<<<<

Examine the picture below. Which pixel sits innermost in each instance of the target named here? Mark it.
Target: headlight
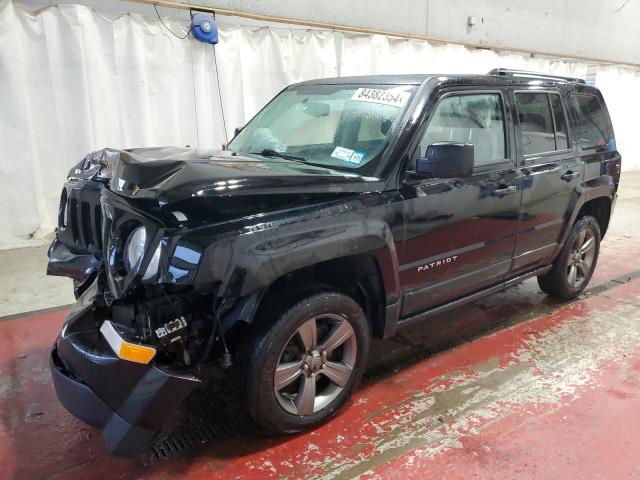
(134, 250)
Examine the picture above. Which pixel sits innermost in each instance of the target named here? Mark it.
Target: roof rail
(507, 72)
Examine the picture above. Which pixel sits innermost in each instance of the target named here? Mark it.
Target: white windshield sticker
(348, 155)
(385, 97)
(342, 153)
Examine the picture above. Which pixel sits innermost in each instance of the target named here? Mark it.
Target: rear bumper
(130, 402)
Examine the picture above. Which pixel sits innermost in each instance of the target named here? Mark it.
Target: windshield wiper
(268, 152)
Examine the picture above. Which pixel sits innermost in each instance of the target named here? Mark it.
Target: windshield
(338, 126)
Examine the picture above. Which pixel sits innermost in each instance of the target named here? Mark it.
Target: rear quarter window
(592, 122)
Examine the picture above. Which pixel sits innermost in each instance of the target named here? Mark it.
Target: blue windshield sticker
(357, 157)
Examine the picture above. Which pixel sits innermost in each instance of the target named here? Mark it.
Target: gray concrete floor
(25, 286)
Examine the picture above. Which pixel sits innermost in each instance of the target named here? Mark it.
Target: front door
(460, 233)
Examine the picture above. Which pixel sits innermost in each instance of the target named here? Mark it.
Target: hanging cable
(155, 7)
(224, 122)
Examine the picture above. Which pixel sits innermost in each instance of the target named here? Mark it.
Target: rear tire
(574, 265)
(305, 360)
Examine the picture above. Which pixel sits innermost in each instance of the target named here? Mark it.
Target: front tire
(305, 361)
(576, 262)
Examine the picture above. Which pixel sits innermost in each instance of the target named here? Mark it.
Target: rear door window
(560, 120)
(592, 129)
(536, 123)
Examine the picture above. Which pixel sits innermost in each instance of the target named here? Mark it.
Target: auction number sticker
(348, 155)
(385, 97)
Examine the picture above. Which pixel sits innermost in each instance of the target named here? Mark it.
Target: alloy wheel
(315, 364)
(580, 261)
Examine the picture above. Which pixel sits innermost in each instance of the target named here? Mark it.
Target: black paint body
(422, 244)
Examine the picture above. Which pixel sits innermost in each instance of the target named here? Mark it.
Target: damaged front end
(139, 339)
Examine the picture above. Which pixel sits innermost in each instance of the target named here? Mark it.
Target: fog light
(132, 352)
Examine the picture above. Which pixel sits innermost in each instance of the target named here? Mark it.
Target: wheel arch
(358, 276)
(600, 209)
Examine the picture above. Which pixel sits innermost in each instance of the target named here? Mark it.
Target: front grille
(80, 220)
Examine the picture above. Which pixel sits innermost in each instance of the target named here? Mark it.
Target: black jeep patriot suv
(346, 209)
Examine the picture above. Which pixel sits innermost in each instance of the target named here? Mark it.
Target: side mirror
(446, 160)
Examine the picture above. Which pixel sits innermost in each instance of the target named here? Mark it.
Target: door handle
(567, 177)
(501, 192)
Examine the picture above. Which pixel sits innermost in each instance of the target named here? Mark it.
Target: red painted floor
(554, 392)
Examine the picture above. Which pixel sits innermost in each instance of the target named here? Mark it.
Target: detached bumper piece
(129, 401)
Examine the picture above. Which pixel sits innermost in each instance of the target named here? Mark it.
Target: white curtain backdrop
(73, 80)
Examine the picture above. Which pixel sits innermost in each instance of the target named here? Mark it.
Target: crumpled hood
(171, 174)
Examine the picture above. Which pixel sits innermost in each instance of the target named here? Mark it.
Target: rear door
(460, 233)
(552, 174)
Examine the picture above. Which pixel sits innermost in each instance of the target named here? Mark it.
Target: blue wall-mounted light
(204, 28)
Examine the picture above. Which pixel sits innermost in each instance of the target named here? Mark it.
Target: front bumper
(130, 402)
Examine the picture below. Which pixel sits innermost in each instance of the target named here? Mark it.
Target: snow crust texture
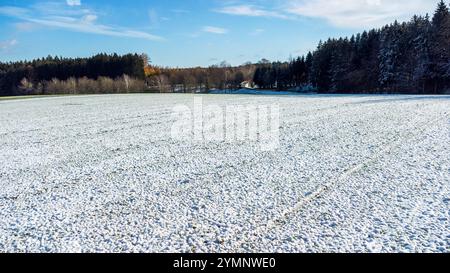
(102, 174)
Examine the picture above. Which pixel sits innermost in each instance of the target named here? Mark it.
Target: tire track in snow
(412, 134)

>>>>

SET PROBLEM
Output all of the data exactly as it stands, minus any images.

FINAL RESULT
Examine the picture below. Which pixel sits innermost in each instance of the target named here? Mark it.
Target: headlight
(134, 250)
Examine the picture above. Which pixel sits innermost in each instance of the target named here? Mark it.
Target: roof rail
(507, 72)
Examine the picture above. Which pixel sits innermost in each instance of the target named here? Mark it.
Target: white windshield sticker
(348, 155)
(385, 97)
(342, 153)
Examine the picture above. Which pixel sits innermost in each instance of the target named here? Mark it.
Target: rear bumper
(130, 402)
Examine the picture above. Which pixel sits innermost in each instance of the target named here? Mark it.
Target: windshield wiper
(268, 152)
Examine the picture above. Which pixel sits innermost in each instance of the target named here? Mark it.
Target: windshield
(338, 126)
Examine the picture above. Which pixel sits innermost in each instance of the target named here? Mark it.
Target: rear quarter window
(592, 122)
Examine the picture above. Which pixel sits innermost in each instance of the target named here? Mark it.
Target: blue windshield sticker
(357, 157)
Examine the picture above. Which pixel sits innermost in each instance of the target named here? Mark it.
Target: gray concrete floor
(25, 286)
Examine the picture above. Which pixel sits innermost in each instance of the target named here? Mark it.
Target: front door
(460, 233)
Examine the picture above. Which pixel sits innermost in each instance of the target named here? Mark it.
Target: hanging cable
(155, 7)
(224, 122)
Examine the picture above. Which pixel sits innermost in each instance of the target named here? Mark it.
Target: rear tire
(574, 265)
(305, 360)
Examine the picture above. Which pixel sits innermost in each instance of the target named here? Mark it.
Target: front tire
(305, 361)
(576, 262)
Examine the picture above. Which pixel sits innermost in each instance of the target named here? Mark it.
Target: rear door window
(560, 120)
(592, 129)
(536, 123)
Examine the picture above. Which pixel sits innermost in each instance of the target named here? Mark it.
Target: auction number sticker
(348, 155)
(385, 97)
Examine the picture above. Which pixel sits innermost in each instance of the target named here? Mark it.
Target: alloy wheel
(315, 364)
(580, 261)
Examine the picture above. Which pixel sits innermost in each instance of the target named here? Mark it.
Target: black paint body
(422, 244)
Examine the picture above. Which pixel sits innermost in each instance of the target named here? Mark it.
Target: damaged front end
(139, 339)
Examine the picture above. Which pixel sits innermost in each instance of the target named here? Mark it.
Target: fog light
(132, 352)
Examine the picture above. Which pixel sits innermost in each instance of the target named here? Mark it.
Target: wheel arch
(358, 276)
(600, 209)
Examine the picture above. Which pixel sits innermost in each instance of the target named here? Mark it.
Target: front grille
(80, 220)
Examine the picture above. Which pixel sits innermost in each instance of the target named here? Mark it.
Target: black jeep patriot suv
(346, 209)
Examine the picture above. Which pixel sits innermost in each instance of the target named here? Mark it.
Target: side mirror
(446, 160)
Examine the picture above. Which pixel sits innermost in each instance of the target named here? Mark it.
Target: door handle
(567, 177)
(501, 192)
Examine the picture above. Which pixel sits innermost in each instance of the target named here? Mark it.
Target: red painted floor
(554, 392)
Examine the picture above. Which pixel sits innermost in each instance of the target named here? Mark it.
Target: detached bumper piece
(129, 401)
Examine the picture above. Which pixel sits innermost in each instance of the target named here? Mark it.
Target: white curtain backdrop
(73, 80)
Examine the picture above. Which pixel sits innermost in each instance of the target named here? Mark it.
Target: crumpled hood
(171, 174)
Examine the picture above. Which pixel sits innermost in each instance of the target named here? Mark it.
Target: rear door
(460, 233)
(552, 174)
Examine the picture above. Which pixel sits innermost in each instance of the target named here? Mark it.
Target: blue wall-mounted light
(204, 28)
Examine the picture above. Which pixel sits innermost in each instance of the target named here? Mark it.
Target: front bumper
(130, 402)
Examine the picture below. Which pixel sits innermost in each instance of the target named here? Mark it.
Target: snow crust texture
(102, 174)
Examine the picture above. Which pixel sits innermost in each instance of the target named here? Mark it.
Target: tire track in snow
(412, 134)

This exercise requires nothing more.